| Problem to solve |
List each line of the data in which the string "knee" appears.

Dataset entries
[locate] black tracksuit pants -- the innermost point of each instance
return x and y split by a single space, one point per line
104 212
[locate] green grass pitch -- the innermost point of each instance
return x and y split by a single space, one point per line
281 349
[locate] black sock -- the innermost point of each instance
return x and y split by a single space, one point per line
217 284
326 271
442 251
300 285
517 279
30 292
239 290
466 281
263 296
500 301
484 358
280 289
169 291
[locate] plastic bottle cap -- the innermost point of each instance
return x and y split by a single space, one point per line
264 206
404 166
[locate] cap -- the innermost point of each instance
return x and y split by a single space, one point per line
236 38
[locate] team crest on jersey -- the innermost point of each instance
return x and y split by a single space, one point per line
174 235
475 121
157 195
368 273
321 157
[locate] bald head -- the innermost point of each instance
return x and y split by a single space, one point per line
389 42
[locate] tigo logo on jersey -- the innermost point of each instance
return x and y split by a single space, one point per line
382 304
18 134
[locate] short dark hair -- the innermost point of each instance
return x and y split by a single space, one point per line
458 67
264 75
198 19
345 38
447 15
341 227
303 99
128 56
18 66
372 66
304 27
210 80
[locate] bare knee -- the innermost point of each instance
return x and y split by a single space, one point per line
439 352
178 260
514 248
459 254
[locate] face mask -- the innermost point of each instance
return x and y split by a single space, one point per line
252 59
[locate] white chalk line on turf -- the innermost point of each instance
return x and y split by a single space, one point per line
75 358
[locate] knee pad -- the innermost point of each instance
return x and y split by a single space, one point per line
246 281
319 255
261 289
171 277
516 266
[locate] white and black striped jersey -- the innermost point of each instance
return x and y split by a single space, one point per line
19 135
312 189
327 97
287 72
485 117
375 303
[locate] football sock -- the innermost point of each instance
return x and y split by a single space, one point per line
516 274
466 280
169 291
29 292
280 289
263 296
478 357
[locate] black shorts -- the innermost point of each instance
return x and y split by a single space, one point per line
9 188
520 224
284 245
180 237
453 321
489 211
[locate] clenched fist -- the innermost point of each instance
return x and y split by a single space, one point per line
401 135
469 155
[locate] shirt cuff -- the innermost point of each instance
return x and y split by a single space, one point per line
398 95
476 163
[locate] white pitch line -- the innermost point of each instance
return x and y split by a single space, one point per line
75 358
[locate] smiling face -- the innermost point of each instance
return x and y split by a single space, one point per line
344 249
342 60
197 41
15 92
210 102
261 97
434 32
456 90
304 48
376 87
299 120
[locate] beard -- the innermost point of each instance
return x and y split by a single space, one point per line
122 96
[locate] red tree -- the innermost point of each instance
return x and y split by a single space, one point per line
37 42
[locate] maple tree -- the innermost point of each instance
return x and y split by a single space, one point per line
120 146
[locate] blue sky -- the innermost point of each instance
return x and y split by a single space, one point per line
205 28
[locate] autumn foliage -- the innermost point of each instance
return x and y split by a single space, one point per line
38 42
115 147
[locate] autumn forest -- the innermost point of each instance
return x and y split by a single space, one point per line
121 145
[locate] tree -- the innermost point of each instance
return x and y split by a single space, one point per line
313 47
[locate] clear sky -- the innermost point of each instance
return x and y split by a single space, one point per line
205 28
---
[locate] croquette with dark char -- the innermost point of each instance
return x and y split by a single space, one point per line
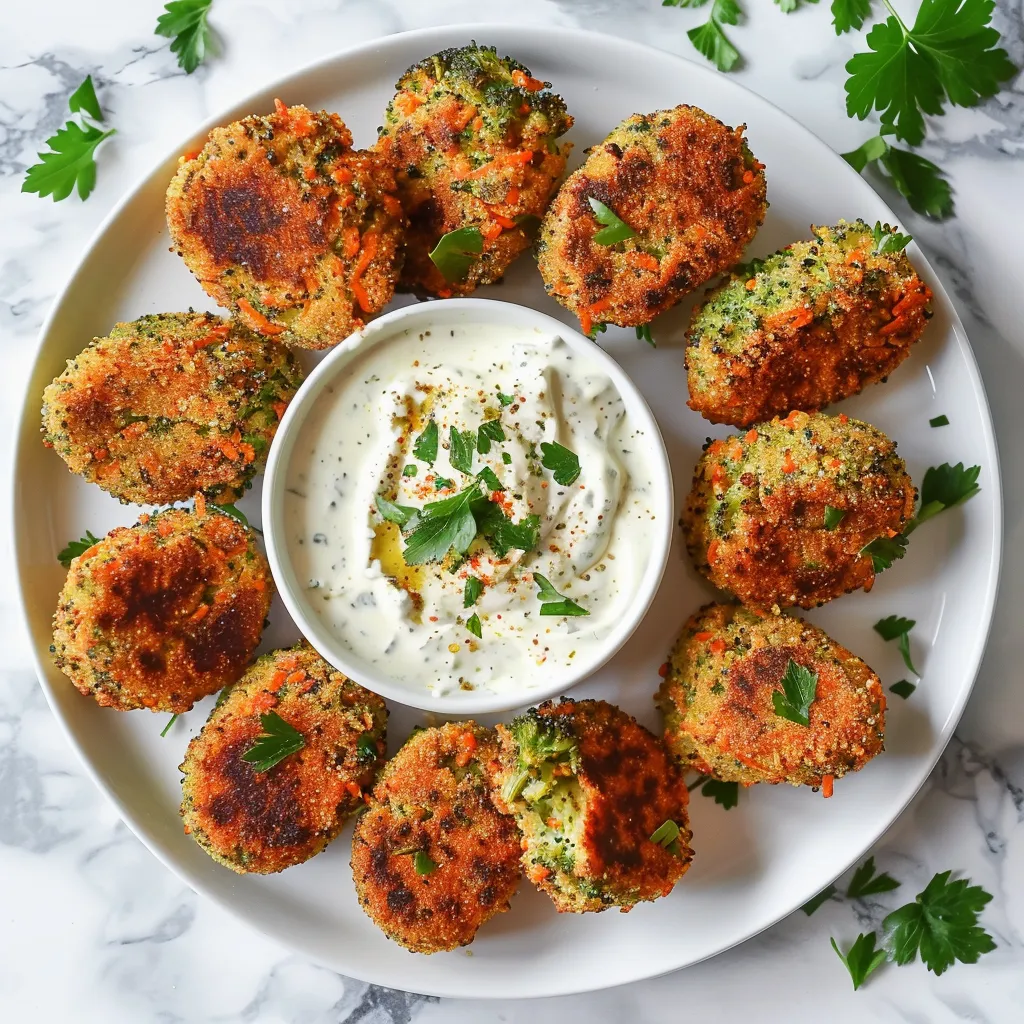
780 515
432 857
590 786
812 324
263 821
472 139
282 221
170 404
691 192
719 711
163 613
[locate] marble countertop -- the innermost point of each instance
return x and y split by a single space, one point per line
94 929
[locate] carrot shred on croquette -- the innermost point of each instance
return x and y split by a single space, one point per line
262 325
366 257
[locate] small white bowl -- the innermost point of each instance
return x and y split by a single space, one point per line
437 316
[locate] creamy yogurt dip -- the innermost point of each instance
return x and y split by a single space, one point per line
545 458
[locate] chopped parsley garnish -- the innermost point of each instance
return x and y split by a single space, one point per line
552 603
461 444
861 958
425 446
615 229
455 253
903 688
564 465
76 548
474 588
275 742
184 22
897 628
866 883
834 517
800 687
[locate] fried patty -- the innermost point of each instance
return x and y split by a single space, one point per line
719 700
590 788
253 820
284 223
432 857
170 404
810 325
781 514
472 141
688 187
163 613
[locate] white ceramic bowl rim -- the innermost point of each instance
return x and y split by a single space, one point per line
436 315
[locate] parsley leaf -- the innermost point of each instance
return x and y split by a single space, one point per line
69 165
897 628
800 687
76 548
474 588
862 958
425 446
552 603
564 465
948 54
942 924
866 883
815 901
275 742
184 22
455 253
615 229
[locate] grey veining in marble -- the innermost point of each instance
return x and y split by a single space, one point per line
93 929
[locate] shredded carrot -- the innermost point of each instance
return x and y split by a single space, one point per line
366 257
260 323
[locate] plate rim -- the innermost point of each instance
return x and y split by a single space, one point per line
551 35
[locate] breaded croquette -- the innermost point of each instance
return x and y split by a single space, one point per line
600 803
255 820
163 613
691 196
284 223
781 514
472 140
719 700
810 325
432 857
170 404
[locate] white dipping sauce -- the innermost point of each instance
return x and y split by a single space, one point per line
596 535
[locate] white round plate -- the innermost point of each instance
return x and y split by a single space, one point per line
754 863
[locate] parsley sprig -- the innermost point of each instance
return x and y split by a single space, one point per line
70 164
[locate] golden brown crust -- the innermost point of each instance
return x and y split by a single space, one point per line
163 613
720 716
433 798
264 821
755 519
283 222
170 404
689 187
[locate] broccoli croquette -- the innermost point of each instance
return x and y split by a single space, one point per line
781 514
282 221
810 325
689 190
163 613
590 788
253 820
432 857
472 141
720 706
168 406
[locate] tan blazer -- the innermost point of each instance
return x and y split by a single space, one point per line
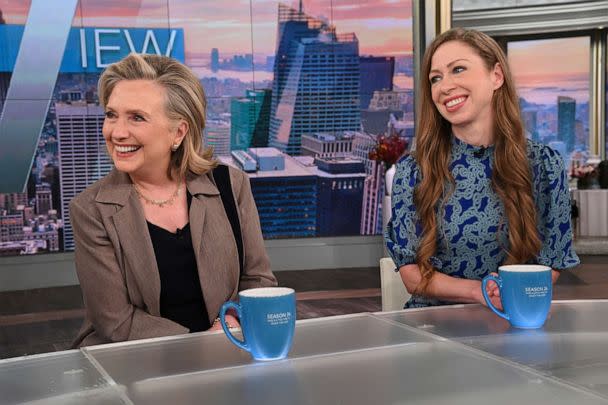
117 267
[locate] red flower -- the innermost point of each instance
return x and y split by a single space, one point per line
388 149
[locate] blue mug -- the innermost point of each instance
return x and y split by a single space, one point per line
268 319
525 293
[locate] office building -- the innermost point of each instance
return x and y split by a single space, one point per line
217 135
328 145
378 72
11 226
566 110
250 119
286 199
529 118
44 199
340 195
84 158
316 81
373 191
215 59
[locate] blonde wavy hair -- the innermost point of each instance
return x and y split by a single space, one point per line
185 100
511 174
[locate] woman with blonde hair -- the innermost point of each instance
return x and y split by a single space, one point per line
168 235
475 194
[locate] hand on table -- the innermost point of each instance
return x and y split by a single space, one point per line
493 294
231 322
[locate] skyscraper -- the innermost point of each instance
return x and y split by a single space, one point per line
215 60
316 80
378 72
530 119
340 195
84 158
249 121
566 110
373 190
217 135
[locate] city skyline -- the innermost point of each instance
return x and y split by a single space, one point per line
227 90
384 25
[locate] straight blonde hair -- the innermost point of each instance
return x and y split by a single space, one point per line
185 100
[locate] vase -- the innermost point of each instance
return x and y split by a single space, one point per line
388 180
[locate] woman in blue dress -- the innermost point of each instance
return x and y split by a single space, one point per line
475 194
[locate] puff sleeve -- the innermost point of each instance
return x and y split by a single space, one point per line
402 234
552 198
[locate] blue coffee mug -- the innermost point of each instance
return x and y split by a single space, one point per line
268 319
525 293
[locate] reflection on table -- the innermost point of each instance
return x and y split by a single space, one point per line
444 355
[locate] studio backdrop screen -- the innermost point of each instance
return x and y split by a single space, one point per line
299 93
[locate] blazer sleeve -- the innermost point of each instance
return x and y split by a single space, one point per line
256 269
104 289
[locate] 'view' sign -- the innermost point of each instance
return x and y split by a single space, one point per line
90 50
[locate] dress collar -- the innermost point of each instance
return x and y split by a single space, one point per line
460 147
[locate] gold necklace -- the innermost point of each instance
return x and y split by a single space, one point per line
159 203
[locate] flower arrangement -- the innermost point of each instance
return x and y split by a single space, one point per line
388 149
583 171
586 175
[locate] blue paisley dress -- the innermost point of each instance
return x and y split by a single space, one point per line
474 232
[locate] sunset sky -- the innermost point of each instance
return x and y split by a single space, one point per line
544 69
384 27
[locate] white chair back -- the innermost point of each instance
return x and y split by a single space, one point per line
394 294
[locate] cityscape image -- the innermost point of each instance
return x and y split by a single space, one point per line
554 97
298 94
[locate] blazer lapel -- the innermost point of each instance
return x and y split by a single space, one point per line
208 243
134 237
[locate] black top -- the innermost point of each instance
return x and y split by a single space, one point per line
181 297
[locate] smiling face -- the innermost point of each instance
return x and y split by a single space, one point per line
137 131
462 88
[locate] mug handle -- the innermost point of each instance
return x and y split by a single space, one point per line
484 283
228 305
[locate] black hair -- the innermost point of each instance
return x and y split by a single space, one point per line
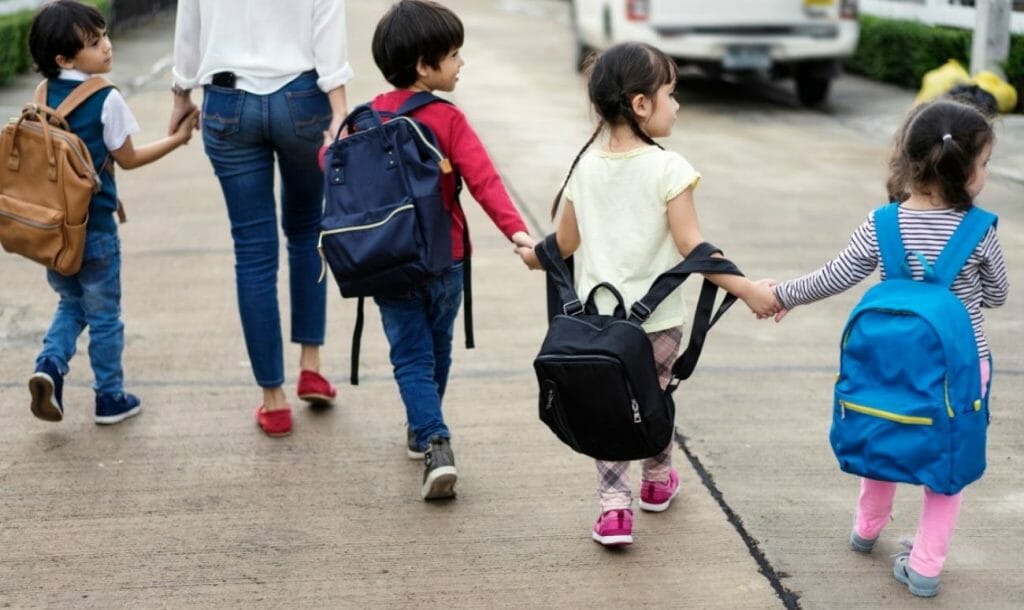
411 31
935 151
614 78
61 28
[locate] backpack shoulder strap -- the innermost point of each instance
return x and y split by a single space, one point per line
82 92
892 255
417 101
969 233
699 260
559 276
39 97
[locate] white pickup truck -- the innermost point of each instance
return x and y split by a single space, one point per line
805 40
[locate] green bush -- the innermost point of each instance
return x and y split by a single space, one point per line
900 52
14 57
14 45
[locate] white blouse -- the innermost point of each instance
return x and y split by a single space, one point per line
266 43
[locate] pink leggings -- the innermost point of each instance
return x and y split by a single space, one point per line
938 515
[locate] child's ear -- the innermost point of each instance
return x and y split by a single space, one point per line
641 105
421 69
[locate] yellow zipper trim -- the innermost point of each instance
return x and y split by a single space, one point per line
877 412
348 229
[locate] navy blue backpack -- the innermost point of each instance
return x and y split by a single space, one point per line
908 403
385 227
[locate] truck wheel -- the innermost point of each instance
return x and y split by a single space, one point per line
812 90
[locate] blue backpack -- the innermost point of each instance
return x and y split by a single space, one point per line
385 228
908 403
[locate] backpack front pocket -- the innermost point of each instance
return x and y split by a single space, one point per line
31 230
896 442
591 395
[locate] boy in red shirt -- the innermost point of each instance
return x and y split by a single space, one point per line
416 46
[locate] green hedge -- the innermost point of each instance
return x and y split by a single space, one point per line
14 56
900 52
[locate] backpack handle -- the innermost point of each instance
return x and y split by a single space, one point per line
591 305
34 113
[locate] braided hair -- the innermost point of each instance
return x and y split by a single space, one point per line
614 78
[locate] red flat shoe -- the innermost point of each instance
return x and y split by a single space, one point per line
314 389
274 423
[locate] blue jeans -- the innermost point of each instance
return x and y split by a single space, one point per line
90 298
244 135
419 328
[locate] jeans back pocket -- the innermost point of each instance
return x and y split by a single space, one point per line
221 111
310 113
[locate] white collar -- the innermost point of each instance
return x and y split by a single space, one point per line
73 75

| Response to this task |
[locate] bare knee -- the innermost point of each instance
[locate] knee pad -- the innermost point of each instance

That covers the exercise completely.